____ Source document

He had followers not only from Hindu denominations, but also from Islam and Zoroastrianism. He built six temples in his lifetime and appointed 500 paramhansas to spread his philosophy. Now there are hundreds of Swaminarayan temples spread over five continents.

Swaminarayan temples, like other Hindu temples, have walkways around the central shrine so that worshippers can circumambulate the main shrine. The main shrine area is then divided by railings. Despite Swaminarayan fighting for the rights of women, men and women are separated in temples to allow full concentration on god. Men do a specified number of prostrations (as decided by themselves). As well as separate sections for men and women, there is also a small area reserved for ascetics and special guests.

________
____ Given information

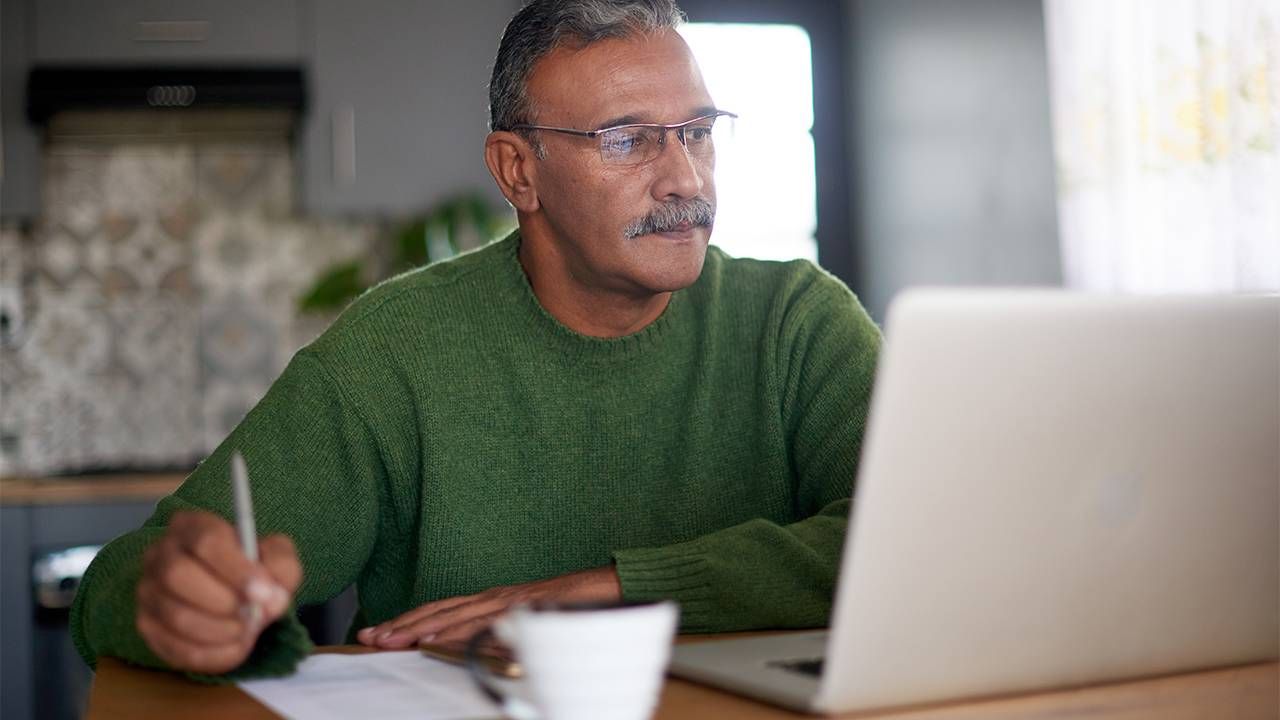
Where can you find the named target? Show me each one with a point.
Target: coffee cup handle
(480, 674)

________

What you need to do:
1) According to the passage on Swaminarayan temples, how many paramhansas did he appoint to spread his philosophy?
2) Using the passage on Swaminarayan temples, say whether each statement agrees with it. Answer yes or no for each, and quote the deciding words from the passage.
(a) Men and women are kept apart in Swaminarayan temples.
(b) The number of prostrations men do is set by the temple.
(c) His followers came only from Hindu denominations.
3) Go on with the passage on Swaminarayan temples, starting after its last sentence.

Task-by-task answers:
1) 500

2)
(a) Yes: "men and women are separated in temples to allow full concentration on god"
(b) No: "Men do a specified number of prostrations (as decided by themselves)"
(c) No: "not only from Hindu denominations, but also from Islam and Zoroastrianism"

3)
Sabu told us no photos were allowed, but as I didn’t see any notices I just carried on taking pictures. No one stopped me. Just as we were leaving a lady came up to us asked if we wanted to do something (when you have asked “pardon” for the fifth time you just nod and say “yes”) for 51 rupees for the two of us. It sounded like a bargain, whatever it was, so we let ourselves be led down to the basement for what turned out to be a puja. Holy water from a small container was to be poured over a gold statue while reciting a verse, then we had the now-familiar wrist bands attached. As we left we were given a small bottle of holy water and a box of a sweet substance which Tasted like crushed nuts with sugar. We also had to walk at least three times around the idol.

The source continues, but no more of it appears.